┏━━

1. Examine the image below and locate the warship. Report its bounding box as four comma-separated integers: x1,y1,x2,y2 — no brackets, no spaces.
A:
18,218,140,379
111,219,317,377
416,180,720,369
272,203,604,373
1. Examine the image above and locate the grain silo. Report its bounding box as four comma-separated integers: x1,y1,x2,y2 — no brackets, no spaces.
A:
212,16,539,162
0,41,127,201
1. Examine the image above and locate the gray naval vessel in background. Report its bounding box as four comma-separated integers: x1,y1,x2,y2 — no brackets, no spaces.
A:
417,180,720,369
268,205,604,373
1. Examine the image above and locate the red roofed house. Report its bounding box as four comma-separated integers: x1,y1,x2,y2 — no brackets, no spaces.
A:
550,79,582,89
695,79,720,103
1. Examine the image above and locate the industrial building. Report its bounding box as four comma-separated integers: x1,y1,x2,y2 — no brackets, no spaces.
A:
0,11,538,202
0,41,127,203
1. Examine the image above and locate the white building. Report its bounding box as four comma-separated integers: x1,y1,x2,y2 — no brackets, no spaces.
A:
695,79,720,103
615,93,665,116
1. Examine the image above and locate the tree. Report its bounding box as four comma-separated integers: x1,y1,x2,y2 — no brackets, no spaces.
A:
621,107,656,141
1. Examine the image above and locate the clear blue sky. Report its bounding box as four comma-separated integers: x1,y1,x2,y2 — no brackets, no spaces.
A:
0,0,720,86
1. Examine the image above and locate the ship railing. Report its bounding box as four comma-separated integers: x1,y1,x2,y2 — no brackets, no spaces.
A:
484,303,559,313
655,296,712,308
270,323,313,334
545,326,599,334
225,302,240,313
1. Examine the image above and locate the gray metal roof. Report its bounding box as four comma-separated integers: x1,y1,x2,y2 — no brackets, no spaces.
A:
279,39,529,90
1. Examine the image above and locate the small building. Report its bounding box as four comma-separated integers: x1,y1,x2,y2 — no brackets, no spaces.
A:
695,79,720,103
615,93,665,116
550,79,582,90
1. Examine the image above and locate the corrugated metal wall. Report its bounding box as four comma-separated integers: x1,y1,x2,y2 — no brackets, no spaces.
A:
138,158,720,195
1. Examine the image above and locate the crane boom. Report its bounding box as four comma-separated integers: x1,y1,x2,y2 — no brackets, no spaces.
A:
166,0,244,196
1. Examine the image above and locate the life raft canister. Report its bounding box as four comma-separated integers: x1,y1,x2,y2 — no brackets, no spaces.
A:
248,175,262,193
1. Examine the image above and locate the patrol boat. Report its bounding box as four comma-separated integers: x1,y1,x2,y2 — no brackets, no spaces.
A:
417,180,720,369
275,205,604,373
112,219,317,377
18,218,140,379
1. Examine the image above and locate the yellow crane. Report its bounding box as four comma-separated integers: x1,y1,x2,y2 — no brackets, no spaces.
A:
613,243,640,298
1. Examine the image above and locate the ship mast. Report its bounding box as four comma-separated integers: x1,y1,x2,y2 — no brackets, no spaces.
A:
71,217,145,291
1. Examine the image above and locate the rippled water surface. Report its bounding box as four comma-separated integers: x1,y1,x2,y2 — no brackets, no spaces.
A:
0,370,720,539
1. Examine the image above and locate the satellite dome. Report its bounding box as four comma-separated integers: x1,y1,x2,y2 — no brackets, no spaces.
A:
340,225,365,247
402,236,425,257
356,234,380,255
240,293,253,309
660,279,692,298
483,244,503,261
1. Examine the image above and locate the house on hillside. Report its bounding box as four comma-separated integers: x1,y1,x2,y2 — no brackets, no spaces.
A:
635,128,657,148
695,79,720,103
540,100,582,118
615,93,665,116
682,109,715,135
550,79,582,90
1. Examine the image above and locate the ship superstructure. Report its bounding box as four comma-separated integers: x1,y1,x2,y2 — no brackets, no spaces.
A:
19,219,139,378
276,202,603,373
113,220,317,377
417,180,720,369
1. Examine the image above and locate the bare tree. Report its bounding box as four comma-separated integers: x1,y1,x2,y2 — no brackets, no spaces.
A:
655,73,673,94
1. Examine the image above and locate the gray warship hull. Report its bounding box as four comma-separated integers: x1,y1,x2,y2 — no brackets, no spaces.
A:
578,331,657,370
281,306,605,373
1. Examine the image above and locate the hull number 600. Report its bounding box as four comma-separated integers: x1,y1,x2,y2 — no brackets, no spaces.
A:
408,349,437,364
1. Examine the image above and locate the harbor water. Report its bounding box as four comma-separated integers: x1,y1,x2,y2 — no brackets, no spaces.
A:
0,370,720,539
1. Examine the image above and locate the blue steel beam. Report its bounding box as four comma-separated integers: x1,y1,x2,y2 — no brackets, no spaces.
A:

┗━━

EXERCISE AIM – Copy out every line above verbatim, in the same order.

ANSWER FOR THE TASK –
1. Examine the image below and locate the warship. Report its bounding box as four comma-separated integers: x1,y1,x2,y2 — no brackets, no spaces.
A:
18,218,140,379
111,219,317,377
416,180,720,369
272,203,604,373
1. Examine the image above and locate the grain silo. Report its bounding box as four comma-separated integers: x1,y1,x2,y2 — no brackets, no spaces.
A:
212,16,539,162
0,41,127,201
1. Examine the image above and locate the gray naval vessel in background. Report its bounding box as four comma-separated integers: x1,y1,x2,y2 — no brackets, no spaces.
A:
417,180,720,369
268,205,604,373
1. Examine the image above and locate the red roofed house. Report its bounding box as four comma-separated integers: x1,y1,x2,y2 — no brackets, no spaces.
A:
550,79,582,89
695,79,720,103
1. Examine the image above and locate the industrial building. Report its bounding box as four comma-separated integers: x1,y1,x2,y2 — no brackets, no spaces.
A:
0,11,538,202
0,41,127,203
1. Examine the image above and locate the white building. Report its bounding box as four comma-separated integers: x1,y1,x2,y2 — no brackets, no spaces.
A:
695,79,720,103
615,93,665,116
1. Examine the image above and locate the tree. Report its bounding box as four comma-separated integers: x1,y1,x2,y2 — no brackets, no spaces.
A:
621,107,656,141
1. Examine the image above and locate the clear blue sky. Report its bounding box as four comma-separated integers: x1,y1,x2,y2 — no brackets, no spaces.
A:
0,0,720,86
1. Examine the image above and locate the ship railing. Report its bounding box as four comma-separated integers: x1,y1,x2,y2 — no brackets, no spaces.
A:
484,303,559,313
655,296,712,308
270,323,313,334
545,326,599,334
225,302,240,313
1. Examine the image above and locate the gray metal roof. Report its bounding box as four comma-separated integers: x1,y1,x2,y2 — no brackets, no spaces.
A:
279,39,529,90
1. Examine the image above and locate the small building. Report its bounding box as four comma-separated integers: x1,y1,x2,y2 — no brackets, no spaces.
A:
695,79,720,103
615,93,665,116
550,79,582,90
1. Examine the image above and locate the corrugated metal wall. Report its bounding box as four comma-separated integers: x1,y1,x2,y2 — no brackets, no spaces.
A:
138,158,720,195
1. Examine the image above and locate the crane boom. Report its bounding box as four comma-separated integers: x1,y1,x2,y2 — no brackets, no spaces.
A:
166,0,244,196
1. Examine the image above and locate the life raft canister. Report its bounding box as four comma-separated integers: x1,y1,x2,y2 — no brackets, no spaces.
A:
248,175,262,193
1. Examine the image above and locate the patrol boat. Report its bounding box as four comma-separated integers: x1,y1,x2,y2 — no brackets, no spaces.
A:
417,180,720,369
275,205,604,373
112,219,317,377
18,218,140,379
1. Examine the image above and locate the yellow crane. Report its bounding box as four comma-separated integers: x1,y1,x2,y2 — no brackets, no spaces.
A:
613,243,640,298
1. Examine the image above and locate the ship mast. Report its bounding box as four comma-separated integers: x1,y1,x2,y2 — no brackets, no spaces.
A:
71,217,145,291
1. Examine the image above and locate the rippled water surface. Report its bounding box as four comma-separated integers: x1,y1,x2,y2 — no brackets, no spaces.
A:
0,370,720,539
1. Examine the image above and locate the satellite dome. Report its bounding box as four comma-separated integers: x1,y1,x2,y2 — no brackets, no spaces.
A:
340,225,365,247
402,236,425,257
356,234,380,255
240,293,253,309
660,279,692,298
483,244,503,261
1. Examine the image above and locate the house on hillside. Report its bounding box as four comma-separated integers: x1,y1,x2,y2 — no brackets, no spaces.
A:
635,128,657,148
695,79,720,103
540,100,582,118
615,93,665,116
682,109,715,135
550,79,582,90
1. Examine the image above and locate the ship superstructure. Report its bounding box as four comma-separated integers: x1,y1,x2,y2 — no brackets, no spaces.
A:
19,219,139,378
276,202,603,373
113,220,317,377
417,180,720,369
1. Examine the image above and locate the bare tree. Report its bounding box as four comma-separated integers: x1,y1,x2,y2 — no brackets, no spaces.
A:
655,73,673,94
1. Examine the image above and locate the gray warship hull. Report its bounding box as four comma-separated integers: x1,y1,x2,y2 — no brackets, no spaces.
A:
578,331,657,370
281,306,605,373
1. Examine the image above and locate the hull number 600. Report its bounding box as four comma-separated integers: x1,y1,x2,y2 — no brackets, no spaces.
A:
408,349,437,364
1. Examine the image above and locate the harbor water. Report its bounding box as four comma-separated integers: x1,y1,x2,y2 — no brackets, no spaces.
A:
0,370,720,539
1. Examine the image above and locate the blue steel beam. Report its bounding box as four comma-separated integers: x1,y1,x2,y2 — no brackets, no spaces.
A:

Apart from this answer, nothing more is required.